=== Record extracts ===

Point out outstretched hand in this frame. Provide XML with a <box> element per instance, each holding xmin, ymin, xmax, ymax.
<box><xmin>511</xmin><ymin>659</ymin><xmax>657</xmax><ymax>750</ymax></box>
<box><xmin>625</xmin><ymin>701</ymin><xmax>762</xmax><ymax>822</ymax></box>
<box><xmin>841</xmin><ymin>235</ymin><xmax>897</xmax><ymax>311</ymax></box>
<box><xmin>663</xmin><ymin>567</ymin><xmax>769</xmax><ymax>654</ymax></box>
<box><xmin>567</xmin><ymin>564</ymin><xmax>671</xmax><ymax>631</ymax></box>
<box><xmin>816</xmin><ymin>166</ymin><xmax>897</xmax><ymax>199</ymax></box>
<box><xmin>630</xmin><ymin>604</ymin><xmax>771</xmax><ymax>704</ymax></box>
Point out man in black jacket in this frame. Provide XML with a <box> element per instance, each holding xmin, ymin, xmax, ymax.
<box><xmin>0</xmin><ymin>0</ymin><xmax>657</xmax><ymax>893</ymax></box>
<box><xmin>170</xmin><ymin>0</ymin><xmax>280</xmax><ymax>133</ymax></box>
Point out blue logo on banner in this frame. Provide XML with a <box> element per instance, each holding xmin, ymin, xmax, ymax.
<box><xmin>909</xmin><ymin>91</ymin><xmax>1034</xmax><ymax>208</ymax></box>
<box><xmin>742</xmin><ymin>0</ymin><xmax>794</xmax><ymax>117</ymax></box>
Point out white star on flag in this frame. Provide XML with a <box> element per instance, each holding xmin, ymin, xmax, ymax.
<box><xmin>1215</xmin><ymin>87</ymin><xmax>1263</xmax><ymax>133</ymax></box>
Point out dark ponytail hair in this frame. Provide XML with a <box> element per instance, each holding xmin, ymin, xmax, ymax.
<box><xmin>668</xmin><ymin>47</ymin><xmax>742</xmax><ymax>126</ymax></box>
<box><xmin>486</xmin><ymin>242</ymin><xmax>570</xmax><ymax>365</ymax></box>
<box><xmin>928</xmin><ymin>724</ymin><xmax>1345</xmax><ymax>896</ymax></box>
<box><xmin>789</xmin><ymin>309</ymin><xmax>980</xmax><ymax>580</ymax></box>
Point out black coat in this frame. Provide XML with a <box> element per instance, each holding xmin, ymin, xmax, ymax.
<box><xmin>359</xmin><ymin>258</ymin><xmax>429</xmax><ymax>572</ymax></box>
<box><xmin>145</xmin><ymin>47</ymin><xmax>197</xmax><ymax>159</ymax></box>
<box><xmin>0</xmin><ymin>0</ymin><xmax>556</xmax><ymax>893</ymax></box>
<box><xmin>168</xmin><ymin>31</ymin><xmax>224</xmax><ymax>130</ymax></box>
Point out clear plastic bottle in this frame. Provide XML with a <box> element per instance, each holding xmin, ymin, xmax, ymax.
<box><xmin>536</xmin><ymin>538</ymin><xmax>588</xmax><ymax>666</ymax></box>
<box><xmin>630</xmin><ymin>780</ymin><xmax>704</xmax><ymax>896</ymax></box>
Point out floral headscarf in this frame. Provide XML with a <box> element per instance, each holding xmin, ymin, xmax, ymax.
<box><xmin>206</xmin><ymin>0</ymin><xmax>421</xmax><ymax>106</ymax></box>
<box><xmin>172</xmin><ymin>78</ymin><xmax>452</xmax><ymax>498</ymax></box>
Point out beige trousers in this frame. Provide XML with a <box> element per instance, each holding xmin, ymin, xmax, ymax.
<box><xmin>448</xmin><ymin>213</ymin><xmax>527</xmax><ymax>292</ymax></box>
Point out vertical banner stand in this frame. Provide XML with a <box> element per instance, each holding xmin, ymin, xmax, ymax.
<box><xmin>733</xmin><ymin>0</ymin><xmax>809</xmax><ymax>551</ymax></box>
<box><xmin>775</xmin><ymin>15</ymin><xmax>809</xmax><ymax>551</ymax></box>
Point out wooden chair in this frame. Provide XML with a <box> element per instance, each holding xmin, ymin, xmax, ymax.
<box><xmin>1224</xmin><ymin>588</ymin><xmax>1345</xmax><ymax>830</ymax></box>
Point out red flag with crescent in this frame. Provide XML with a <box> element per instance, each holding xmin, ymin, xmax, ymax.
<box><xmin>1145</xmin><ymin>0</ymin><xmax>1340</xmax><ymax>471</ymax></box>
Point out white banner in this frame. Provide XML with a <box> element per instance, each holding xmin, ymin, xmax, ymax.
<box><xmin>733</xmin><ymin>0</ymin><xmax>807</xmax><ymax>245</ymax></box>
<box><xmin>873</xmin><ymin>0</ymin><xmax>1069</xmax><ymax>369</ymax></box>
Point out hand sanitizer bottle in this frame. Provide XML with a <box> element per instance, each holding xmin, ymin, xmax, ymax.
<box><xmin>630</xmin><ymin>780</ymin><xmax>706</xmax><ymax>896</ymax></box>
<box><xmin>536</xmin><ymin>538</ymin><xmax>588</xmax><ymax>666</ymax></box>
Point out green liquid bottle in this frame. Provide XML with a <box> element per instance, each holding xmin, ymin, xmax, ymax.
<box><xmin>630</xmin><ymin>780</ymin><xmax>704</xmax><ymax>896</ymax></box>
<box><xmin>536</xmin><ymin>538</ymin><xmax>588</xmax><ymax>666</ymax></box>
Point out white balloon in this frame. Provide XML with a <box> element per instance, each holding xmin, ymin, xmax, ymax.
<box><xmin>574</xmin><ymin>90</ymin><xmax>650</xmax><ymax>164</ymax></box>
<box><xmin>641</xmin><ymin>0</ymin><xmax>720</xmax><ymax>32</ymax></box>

===

= Do this =
Give back, unchanged, every line from the one with "Point out green" to the end of the entries above.

= Exercise result =
Point out green liquid bottle in this frame. Provide XML with a <box> element per instance, each holding xmin, ymin, xmax, ymax.
<box><xmin>630</xmin><ymin>780</ymin><xmax>704</xmax><ymax>896</ymax></box>
<box><xmin>536</xmin><ymin>538</ymin><xmax>588</xmax><ymax>666</ymax></box>
Point out white balloon in this frame. Provide XML with a <box> element per instance, each holding xmin, ymin, xmax, ymax.
<box><xmin>574</xmin><ymin>90</ymin><xmax>650</xmax><ymax>164</ymax></box>
<box><xmin>641</xmin><ymin>0</ymin><xmax>720</xmax><ymax>32</ymax></box>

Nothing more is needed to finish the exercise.